Top of Text passage

Declare death to family in presence of security: BMC

A day after a medical officer at Bhabha Hospital was attacked by relatives of a patient who died there, BMC has now made it mandatory for security personnel to be present at the time of declaration of death to family.

On Tuesday night, two men on a bike hit a 17-year-old pedestrian, Hayat Sayyed, on Bandra Reclamation. The three were rushed to Bhabha Hospital. After Sayyed succumbed to injuries later that night, his family members beat up the medical officer on duty and a security guard.

"The death of a loved one is not an easy time for the family. To ensure that doctors are not made targets, we have informed all hospitals that security personnel must be present when doctors inform family about the death of their kin. Also, only one or two family members will be allowed," said Dr Seema Mallik, medical superintendent of the peripheral hospitals.

Tuesday's incident is not a stray one. Last year, a police complaint was after the wife of a deceased patient at KEM Hospital pushed a nurse and hurled abuses at her. "Staff-to-patient ratio in most government hospitals is very low. These incidents are more frequent at night when there are fewer medical staff on duty. Doctors and nurses become easy targets," said Shobha Chauhan, senior nurse who helped her colleague lodge the complaint.

Bottom of Text passage
Top of Records

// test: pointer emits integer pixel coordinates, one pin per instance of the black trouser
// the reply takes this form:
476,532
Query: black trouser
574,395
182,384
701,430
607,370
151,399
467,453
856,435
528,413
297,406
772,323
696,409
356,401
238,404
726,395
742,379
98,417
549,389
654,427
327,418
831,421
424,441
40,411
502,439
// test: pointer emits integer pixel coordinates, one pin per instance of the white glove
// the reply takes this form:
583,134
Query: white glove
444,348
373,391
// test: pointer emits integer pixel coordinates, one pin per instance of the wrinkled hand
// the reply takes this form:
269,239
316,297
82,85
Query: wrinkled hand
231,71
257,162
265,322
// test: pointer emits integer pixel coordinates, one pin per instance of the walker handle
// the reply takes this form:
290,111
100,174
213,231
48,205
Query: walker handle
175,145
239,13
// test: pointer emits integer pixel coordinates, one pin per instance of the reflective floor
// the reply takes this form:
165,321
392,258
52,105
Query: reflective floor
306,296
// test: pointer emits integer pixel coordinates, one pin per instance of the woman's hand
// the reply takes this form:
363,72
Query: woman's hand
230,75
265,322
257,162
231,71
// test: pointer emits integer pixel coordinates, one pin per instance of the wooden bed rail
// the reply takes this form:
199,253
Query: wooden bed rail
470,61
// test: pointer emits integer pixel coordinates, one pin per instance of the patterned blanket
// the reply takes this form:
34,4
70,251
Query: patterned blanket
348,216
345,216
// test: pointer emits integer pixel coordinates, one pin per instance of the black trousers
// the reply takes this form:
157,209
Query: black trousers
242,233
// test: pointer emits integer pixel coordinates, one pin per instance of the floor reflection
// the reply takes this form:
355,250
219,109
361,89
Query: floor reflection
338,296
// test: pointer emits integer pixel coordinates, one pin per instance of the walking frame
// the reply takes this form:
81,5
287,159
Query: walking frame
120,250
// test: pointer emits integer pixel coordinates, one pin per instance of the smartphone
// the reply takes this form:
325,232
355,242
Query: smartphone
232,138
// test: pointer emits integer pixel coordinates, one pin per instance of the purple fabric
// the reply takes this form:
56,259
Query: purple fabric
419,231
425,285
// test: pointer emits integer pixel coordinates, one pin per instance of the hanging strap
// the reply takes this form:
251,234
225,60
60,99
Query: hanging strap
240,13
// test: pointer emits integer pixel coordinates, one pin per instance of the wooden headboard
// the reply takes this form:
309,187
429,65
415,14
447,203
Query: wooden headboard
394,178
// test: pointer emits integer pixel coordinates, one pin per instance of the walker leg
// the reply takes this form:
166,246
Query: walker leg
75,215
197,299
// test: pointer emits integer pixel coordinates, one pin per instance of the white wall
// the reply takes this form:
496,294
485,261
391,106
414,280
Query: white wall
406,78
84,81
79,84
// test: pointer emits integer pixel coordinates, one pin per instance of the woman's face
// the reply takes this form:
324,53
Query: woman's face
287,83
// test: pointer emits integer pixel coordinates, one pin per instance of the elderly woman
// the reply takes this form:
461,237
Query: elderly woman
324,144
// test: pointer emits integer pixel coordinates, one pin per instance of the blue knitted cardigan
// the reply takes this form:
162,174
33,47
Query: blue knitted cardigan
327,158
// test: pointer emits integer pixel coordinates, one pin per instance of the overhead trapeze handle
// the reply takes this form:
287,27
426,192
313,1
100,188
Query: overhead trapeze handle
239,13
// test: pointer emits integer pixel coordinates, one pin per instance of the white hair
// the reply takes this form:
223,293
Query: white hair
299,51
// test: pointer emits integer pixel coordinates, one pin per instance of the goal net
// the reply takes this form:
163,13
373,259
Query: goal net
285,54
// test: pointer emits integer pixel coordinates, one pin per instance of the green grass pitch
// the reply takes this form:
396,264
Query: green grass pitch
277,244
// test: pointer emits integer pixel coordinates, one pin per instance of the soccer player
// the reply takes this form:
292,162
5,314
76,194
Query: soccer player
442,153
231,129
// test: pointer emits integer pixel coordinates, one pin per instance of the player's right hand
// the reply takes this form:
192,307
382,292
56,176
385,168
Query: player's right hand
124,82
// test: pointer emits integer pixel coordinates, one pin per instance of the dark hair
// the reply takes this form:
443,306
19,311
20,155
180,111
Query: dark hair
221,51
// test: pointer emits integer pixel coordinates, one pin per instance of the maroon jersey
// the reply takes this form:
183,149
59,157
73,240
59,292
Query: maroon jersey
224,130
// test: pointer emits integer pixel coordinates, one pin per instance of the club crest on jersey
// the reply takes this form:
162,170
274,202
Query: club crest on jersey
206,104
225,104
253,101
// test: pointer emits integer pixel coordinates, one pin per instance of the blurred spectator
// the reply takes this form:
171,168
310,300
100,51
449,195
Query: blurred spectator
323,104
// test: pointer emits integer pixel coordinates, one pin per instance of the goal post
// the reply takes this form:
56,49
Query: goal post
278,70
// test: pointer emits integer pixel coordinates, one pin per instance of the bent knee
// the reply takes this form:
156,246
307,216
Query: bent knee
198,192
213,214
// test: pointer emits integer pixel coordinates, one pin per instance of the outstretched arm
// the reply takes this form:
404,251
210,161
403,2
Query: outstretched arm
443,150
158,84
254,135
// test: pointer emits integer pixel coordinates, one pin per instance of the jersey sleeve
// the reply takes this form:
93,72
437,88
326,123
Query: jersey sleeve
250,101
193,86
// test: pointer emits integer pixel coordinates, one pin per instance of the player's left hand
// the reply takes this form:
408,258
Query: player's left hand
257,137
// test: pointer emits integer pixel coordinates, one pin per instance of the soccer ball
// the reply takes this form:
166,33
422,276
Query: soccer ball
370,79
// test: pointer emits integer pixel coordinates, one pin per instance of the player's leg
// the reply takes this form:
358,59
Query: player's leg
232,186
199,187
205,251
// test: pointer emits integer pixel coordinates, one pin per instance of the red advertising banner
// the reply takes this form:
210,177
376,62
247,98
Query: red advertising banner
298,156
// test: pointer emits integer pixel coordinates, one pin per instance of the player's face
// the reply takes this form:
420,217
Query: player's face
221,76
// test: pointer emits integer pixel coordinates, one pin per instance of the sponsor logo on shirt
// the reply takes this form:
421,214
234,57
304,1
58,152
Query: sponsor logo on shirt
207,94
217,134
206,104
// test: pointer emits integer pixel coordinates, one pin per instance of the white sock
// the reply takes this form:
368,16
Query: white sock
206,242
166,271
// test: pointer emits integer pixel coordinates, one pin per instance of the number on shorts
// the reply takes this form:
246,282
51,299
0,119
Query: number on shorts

Bottom of Records

◆ **Exercise prompt**: Could you continue the news report on BMC's rule requiring security at death declarations, picking up after its final paragraph?

◆ **Output of the task**:
Resident doctors have for long been demanding better security in hospitals. The Maharashtra Association of Resident Doctors (MARD) has written to hospital authorities to beef up both electronic as well as manual security. "We have been promised that by the end of March this year, there will be more CCTVs, armed security personnel as well a police chowkie at each hospital, especially at peripheral ones," said Dr Sunny Khandare, MARD president.

"We have floated tenders for CCTVs and related security arrangements. We expect the measures to be implemented in the next three to four months," said Dr Pravin Shingare, director of Directorate of Medical Education and Research (DMER)

Mallik, however, said the problem lies in dealing with irate family members. "Doctors should be trained to be a little more sensitive towards the family members' feelings. Families, in turn, should be counselled," she said.